**TEXT PROVIDED**
THE RESPONDENT’S DEFENCES
[15] The respondent, over and above
other defences raised, raises prescription as a defence to the
applicant’s claims. It
is contended on behalf of the
respondent that in as much as the amounts which constitute the
applicant’s claims were lent
and advanced during February 2008,
any claim based on the amounts so advanced would have become
prescribed in 2011, being three
years after the loan amounts were
lent and advanced.
[16] The law relating to defences in
liquidation applications is set out in several authorities, notably
Hülse-Reutter v Heg
Consulting Enterprises (Pty) Ltd
1998 (2) SA
208
(C) where Thring J observed that a party challenging an
application for the winding up of a company as an abuse of the
process
of the court on the grounds that the applicant’s claim
against the company is disputed must show (a) that the claim is
disputed;
(b) that it is bona fide disputed; and (c) that the grounds
for disputing the claim are reasonable. Thring J went further to
observe that it does not have to be established, even on the
probabilities, that the company would, as a matter of fact, succeed

in any action which the applicant might bring to enforce the disputed
claim. The court need merely be satisfied that the grounds
upon
which the claim is disputed are not unreasonable. To do that it is
not necessary that the actual evidence which would be
relied upon at
a trial be adduced on affidavit or otherwise. It is sufficient,
provided it is done bona fide, to allege facts
which, if proved at a
trial, would constitute a good defence to the claim made against the
company.
THE APPLICANT’S SUBMISSIONS
[17] Mr Sievers, for the applicant,
challenges the defence based on prescription on what appears to be
three broad fronts, these
being that it never was the intention of
the parties that the three tranches of loan amounts lent and advanced
to the respondent
during February 2008 would immediately become due
and payable; that the dates such tranches of loan amounts were lent
and advanced
were never intended by the parties to be dates on which
prescription would set in; that the respondent has not pleaded and
proved
both the date of inception and the date of the completion of
the period of prescription; that, in view thereof, the defence of
prescription is not raised on bona fide and reasonable grounds; and
that in view of the fact that the respondent did not respond
to the
letter of demand in terms of section 345(1)(a)(i) of the Companies
Act, the applicant, as an unpaid creditor, is entitled
to an order ex
debito justitiae.
[18]In as far as the challenge based on
the intention of the parties is concerned, Mr Sievers makes a point
in his submissions that
the mere fact that clause 2.3 of the loan
agreement provides that the loan capital shall be due and repayable
to the lender within
30 days from date of delivery of the lender’s
written demand, and the mere fact that the loan agreement, in clause
3 thereof,
provides for procurement of a second mortgage bond on the
respondent’s property, reinforces the view that it was the
intention
of the parties that the debt, arising from the loan
agreement, would only become due and payable after delivery of the
lender’s
letter of demand and not on the date the loan capital
was lent and advanced.

**REQUIRED TASK A**
According to the judgment excerpt, when does clause 2.3 of the loan agreement make the loan capital due and repayable to the lender?

**DATASET RECORDS**
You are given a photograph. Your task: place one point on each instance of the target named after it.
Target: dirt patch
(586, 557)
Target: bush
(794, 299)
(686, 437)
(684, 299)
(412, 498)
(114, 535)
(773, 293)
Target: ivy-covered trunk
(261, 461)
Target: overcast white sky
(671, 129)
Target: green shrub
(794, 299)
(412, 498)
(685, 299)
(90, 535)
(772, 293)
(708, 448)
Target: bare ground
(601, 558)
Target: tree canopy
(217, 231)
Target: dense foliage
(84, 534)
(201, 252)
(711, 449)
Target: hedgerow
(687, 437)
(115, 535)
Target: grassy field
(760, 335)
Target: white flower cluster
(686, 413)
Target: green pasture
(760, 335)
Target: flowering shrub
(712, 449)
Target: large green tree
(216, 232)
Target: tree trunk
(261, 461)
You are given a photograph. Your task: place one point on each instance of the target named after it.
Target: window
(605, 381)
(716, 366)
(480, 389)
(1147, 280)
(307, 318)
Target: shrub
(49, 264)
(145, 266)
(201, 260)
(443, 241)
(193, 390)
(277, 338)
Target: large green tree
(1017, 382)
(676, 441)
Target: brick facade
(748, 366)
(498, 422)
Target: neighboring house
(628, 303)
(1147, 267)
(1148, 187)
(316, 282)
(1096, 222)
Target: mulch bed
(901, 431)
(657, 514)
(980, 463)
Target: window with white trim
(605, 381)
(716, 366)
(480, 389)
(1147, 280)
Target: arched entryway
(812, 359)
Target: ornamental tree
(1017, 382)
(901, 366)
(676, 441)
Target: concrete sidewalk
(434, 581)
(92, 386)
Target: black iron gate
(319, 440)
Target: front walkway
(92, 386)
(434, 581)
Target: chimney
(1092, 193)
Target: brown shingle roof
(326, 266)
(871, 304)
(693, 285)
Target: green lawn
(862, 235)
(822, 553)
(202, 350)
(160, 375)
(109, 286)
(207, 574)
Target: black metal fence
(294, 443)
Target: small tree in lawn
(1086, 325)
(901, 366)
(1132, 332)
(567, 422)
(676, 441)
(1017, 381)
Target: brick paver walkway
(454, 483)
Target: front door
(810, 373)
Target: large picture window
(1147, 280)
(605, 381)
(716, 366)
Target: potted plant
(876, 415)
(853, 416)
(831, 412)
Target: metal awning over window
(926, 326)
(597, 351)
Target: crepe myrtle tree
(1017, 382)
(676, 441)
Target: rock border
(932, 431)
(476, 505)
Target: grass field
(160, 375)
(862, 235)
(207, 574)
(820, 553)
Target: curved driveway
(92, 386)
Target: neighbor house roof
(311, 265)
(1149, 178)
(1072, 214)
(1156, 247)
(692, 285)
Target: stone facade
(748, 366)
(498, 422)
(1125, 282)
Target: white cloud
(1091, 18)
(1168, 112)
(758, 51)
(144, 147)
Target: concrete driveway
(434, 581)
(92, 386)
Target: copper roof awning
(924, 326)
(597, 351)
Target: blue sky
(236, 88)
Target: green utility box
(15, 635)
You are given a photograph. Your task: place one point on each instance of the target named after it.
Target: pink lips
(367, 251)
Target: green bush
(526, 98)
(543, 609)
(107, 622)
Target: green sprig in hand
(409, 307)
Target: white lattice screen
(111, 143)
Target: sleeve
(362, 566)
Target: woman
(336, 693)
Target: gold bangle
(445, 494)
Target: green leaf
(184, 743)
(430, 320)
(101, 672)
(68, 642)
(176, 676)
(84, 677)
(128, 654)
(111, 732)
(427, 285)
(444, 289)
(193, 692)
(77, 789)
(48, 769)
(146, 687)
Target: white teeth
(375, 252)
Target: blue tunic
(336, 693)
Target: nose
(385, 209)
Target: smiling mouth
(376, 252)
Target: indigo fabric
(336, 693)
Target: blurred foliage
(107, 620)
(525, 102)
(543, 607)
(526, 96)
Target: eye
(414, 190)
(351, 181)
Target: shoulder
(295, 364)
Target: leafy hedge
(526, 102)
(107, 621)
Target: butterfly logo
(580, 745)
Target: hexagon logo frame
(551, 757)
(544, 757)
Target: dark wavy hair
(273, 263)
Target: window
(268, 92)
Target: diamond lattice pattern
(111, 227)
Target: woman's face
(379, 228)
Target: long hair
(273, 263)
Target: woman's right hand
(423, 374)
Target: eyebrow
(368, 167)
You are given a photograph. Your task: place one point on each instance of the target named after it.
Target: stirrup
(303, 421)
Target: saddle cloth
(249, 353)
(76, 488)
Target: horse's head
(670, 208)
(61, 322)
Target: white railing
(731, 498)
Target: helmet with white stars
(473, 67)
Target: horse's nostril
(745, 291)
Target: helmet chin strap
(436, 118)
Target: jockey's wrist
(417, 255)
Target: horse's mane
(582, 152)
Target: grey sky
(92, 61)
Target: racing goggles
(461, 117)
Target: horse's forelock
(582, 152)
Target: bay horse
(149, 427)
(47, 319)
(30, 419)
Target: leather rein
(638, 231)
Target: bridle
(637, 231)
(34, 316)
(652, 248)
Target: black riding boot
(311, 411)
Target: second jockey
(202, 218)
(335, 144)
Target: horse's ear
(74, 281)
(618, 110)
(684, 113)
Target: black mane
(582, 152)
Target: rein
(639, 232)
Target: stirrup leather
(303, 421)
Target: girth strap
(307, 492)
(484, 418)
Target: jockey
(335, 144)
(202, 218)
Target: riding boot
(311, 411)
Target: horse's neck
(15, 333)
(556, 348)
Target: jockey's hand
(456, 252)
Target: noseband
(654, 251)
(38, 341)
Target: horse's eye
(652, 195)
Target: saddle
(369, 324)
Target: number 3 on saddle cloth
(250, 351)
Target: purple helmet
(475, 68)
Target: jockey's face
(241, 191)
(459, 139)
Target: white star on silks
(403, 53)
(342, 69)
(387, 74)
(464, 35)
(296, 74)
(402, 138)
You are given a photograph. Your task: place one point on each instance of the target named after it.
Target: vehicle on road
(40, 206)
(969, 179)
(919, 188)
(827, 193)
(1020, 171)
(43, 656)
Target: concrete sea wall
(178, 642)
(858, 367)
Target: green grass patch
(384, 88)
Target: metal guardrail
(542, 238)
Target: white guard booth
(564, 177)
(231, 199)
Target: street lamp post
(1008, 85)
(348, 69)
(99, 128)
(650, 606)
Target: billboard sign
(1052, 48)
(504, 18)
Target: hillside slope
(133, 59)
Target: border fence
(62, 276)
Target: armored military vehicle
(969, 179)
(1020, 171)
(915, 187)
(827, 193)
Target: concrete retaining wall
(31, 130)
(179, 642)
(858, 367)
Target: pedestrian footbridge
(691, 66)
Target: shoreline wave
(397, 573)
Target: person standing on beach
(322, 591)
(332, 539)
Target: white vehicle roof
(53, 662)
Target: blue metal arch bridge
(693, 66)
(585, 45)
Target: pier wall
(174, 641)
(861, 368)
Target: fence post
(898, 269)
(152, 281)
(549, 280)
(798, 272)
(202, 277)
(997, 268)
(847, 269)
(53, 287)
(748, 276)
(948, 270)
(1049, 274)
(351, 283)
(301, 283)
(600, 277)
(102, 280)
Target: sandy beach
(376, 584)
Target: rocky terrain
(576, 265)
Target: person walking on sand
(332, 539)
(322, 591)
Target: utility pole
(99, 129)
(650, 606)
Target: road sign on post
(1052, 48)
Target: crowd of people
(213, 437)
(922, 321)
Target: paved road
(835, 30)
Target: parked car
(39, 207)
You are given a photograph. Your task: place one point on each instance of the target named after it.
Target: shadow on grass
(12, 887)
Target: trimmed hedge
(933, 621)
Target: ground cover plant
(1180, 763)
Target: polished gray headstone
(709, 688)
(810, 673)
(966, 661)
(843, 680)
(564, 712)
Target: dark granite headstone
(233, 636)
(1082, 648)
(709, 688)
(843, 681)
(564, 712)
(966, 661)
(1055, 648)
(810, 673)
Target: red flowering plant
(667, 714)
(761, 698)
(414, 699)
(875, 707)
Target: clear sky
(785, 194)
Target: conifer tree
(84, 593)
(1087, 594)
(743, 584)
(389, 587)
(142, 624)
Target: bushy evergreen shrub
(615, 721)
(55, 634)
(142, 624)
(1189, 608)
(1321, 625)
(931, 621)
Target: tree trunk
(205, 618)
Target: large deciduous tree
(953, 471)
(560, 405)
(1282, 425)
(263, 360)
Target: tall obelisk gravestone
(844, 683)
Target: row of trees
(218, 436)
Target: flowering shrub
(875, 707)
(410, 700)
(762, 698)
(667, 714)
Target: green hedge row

**REQUIRED TASK B**
Report every line in the entries that contains the string "awning". Matching is case-sensitive.

**TASK SOLUTION A**
Within 30 days from the date of delivery of the lender's written demand.

**TASK SOLUTION B**
Target: metal awning over window
Target: copper roof awning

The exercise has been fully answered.